** Opening Data under study block **

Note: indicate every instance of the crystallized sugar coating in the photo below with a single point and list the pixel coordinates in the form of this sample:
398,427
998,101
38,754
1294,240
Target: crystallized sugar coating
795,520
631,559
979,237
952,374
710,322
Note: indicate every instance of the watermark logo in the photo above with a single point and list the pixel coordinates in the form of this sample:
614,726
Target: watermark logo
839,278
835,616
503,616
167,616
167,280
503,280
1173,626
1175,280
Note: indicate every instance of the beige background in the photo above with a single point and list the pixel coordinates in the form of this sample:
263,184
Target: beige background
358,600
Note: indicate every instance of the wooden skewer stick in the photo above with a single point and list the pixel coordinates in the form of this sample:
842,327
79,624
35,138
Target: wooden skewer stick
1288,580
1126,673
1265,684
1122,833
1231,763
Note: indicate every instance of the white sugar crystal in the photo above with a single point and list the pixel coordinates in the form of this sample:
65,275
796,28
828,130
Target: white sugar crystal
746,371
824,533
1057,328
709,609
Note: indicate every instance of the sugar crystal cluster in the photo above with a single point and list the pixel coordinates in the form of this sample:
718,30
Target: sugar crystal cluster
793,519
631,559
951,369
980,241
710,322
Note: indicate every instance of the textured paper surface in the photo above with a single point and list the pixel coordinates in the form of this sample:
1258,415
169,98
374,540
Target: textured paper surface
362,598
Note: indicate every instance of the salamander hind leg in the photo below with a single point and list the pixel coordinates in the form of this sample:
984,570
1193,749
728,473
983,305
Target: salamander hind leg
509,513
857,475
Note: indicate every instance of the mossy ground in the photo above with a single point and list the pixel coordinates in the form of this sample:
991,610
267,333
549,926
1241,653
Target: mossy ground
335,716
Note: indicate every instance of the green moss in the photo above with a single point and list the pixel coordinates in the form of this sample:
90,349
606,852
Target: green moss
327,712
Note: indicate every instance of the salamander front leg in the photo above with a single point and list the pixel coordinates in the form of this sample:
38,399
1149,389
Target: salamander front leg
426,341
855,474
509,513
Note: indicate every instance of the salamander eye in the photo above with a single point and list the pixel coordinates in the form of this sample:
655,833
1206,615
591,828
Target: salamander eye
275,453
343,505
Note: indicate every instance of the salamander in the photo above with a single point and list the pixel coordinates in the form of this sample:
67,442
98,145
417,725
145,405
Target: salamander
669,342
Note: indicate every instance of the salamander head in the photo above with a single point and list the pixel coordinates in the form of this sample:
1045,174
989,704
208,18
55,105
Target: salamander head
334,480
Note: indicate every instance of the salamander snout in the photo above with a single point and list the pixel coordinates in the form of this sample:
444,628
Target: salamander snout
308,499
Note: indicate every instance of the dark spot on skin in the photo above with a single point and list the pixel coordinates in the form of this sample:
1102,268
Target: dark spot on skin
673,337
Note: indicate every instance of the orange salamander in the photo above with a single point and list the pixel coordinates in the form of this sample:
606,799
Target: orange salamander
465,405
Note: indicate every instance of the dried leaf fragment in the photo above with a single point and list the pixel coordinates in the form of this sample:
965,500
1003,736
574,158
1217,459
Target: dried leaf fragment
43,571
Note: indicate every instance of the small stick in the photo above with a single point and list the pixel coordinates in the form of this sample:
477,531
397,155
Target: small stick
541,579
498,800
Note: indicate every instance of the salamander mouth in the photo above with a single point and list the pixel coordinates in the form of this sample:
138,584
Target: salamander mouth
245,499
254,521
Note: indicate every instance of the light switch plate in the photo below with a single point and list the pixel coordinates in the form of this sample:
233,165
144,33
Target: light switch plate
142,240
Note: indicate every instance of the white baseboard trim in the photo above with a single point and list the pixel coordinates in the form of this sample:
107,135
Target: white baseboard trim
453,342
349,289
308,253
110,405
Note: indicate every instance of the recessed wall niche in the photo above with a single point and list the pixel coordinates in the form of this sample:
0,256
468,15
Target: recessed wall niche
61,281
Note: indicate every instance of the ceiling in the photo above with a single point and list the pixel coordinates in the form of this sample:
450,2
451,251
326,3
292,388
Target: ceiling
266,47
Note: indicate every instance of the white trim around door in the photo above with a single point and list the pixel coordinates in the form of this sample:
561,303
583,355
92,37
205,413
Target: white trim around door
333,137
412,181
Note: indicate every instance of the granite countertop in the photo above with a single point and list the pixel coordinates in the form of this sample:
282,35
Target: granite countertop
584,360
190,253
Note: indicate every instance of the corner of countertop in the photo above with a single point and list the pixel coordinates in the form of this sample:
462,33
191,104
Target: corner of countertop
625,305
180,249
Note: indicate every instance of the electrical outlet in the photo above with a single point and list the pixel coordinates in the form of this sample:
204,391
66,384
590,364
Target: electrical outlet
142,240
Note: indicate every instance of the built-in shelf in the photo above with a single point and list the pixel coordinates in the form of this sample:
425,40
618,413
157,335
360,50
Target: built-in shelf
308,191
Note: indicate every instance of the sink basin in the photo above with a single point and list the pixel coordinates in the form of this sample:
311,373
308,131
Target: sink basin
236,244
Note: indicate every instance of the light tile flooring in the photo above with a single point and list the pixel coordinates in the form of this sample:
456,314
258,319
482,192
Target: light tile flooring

** Closing Data under study block **

*What is needed*: This calls for an exact transcription of every entry above.

*Reply to the exercise*:
Note: indicate every instance of the crystallized sugar coating in the photo below with a single point and list the pixel coordinates in the form of this sample:
398,427
998,101
38,754
1294,240
Target: crystallized sugar coating
795,520
631,559
979,237
952,374
710,322
Note: indicate every instance of the watermark logo in the photo above with a single point and list the pixel coordinates in the form of this sample:
614,726
Target: watermark logo
839,278
835,616
503,616
167,616
167,280
503,280
1173,626
1175,280
Note: indicate every instance of the beige background in the photo above with a single point and list the pixel coordinates in the form of this sample:
263,184
Target: beige background
358,600
Note: indicate every instance of the wooden skewer stick in the photo above with a single point and list the pixel coordinates in the form of this sample:
842,327
79,624
35,138
Target: wooden skewer stick
1288,580
1126,673
1265,684
1122,833
1231,763
Note: indicate every instance of the white sugar crystal in the photo above with a single point and list the pixel coordinates in the form of this sample:
65,275
796,28
828,130
Target: white sugar crystal
746,371
824,533
1057,328
709,609
Note: indicate every instance of the sugar crystal cluster in the photo above with a single point and list the pixel coordinates in the form of this sample:
718,30
Target: sugar crystal cluster
793,519
631,559
951,369
980,241
710,322
Note: indicate every instance of the textured paper surface in the photo above with a single point and list the pixel coordinates in the form of this sample:
1258,415
169,98
374,540
Target: textured paper surface
362,598
Note: indicate every instance of the salamander hind leg in the photo below with a single point and list the pixel coordinates in the form of this sample:
984,570
1193,749
728,473
983,305
Target: salamander hind leg
509,513
857,475
Note: indicate every instance of the mossy ground in the photo above with a single point and list the pixel coordinates in the form of this sample:
991,610
267,333
549,926
1241,653
Target: mossy ground
335,716
Note: indicate every instance of the green moss in the photo above with a single point and list the pixel coordinates in the form of this sample:
90,349
606,852
Target: green moss
327,712
Note: indicate every instance of the salamander front leg in the photo above with a single point and list the pixel coordinates in the form of this sample:
38,399
1149,389
Target: salamander front leg
426,341
855,474
509,513
Note: indicate every instance of the salamander eye in the photo above with a single point and list the pixel coordinates in the form of this sample:
655,833
1206,615
591,828
Target: salamander eye
275,453
343,505
Note: indicate every instance of the salamander in the photo above with a single point and list the pixel coordinates in the form of this sample:
67,442
98,145
417,725
145,405
Target: salamander
669,342
Note: indicate every instance of the salamander head in the photo above with a single point and list the pixel coordinates in the form of this sample:
1045,174
989,704
208,18
55,105
Target: salamander head
334,480
Note: indicate every instance of the salamander snout in the photo above with a single point and list the pixel coordinates in the form of this sample:
444,628
Target: salamander snout
308,499
Note: indicate every instance of the dark spot on skin in the photo above with a single point and list the pixel coordinates in the form of this sample:
1102,268
Target: dark spot on skin
673,337
Note: indicate every instance of the orange salamander in the photo above with a single point and list the pixel coordinates in the form of this sample:
606,799
Target: orange salamander
465,405
Note: indicate every instance of the dried leaf fragment in the photo above with a single point and list the pixel coordinates in the form of this sample:
965,500
1003,736
574,158
1217,459
Target: dried leaf fragment
43,571
Note: indicate every instance of the small stick in the photo above with a single point and list the pixel coordinates in the form of this sample:
477,531
397,155
Target: small stick
541,579
498,800
Note: indicate every instance of the salamander mouth in the photo above with a single point and list the pixel coordinates in the form of this sample:
138,584
Target: salamander mouth
245,499
254,521
Note: indicate every instance of the light switch plate in the photo below with a single point and list the pixel coordinates in the form of this sample:
233,165
144,33
Target: light switch plate
142,240
Note: indicate every instance of the white baseboard trim in the photo above with a single point and list the pixel coordinates in the form of this sample:
107,135
Target: white baseboard trim
453,342
349,289
308,253
110,405
Note: indicate every instance of the recessed wall niche in the photo above with a single point and list the pixel coordinates in the form of this sample:
0,256
468,15
Target: recessed wall niche
61,281
Note: indicate every instance of the ceiling in the photo above with a single point and list the pixel coordinates in the form of this sample:
450,2
451,251
326,3
292,388
Target: ceiling
266,47
Note: indicate every instance of the white trim around door in the photo above with a single point and list the pixel coordinates in the form of this sample:
561,303
583,355
92,37
205,413
Target: white trim around door
333,137
412,181
Note: indicate every instance of the granite countertop in the photo above with a single point and list the pixel coordinates in the form of this sample:
282,35
Target: granite countertop
584,360
190,253
Note: indicate every instance of the corner of countertop in the photo above with a single point and list the pixel coordinates in the form of this sample:
462,33
191,104
Target: corner of countertop
625,305
180,249
Note: indicate every instance of the electrical outlet in the photo above with a single point and list the pixel coordinates in the form of this sample:
204,391
66,384
590,364
Target: electrical outlet
142,240
Note: indicate every instance of the built-in shelf in the photo above with a single point and list the pixel coordinates in the form of this sample:
425,40
618,413
157,335
360,50
Target: built-in shelf
308,191
Note: indicate every instance of the sink basin in the photo above with a single point and list the pixel coordinates in the form of this sample:
311,373
308,131
Target: sink basin
236,244
Note: indicate every instance of the light tile flooring in the photo above with a single point and list the pixel coordinates in the form of this sample:
456,314
258,319
482,192
Target: light tile flooring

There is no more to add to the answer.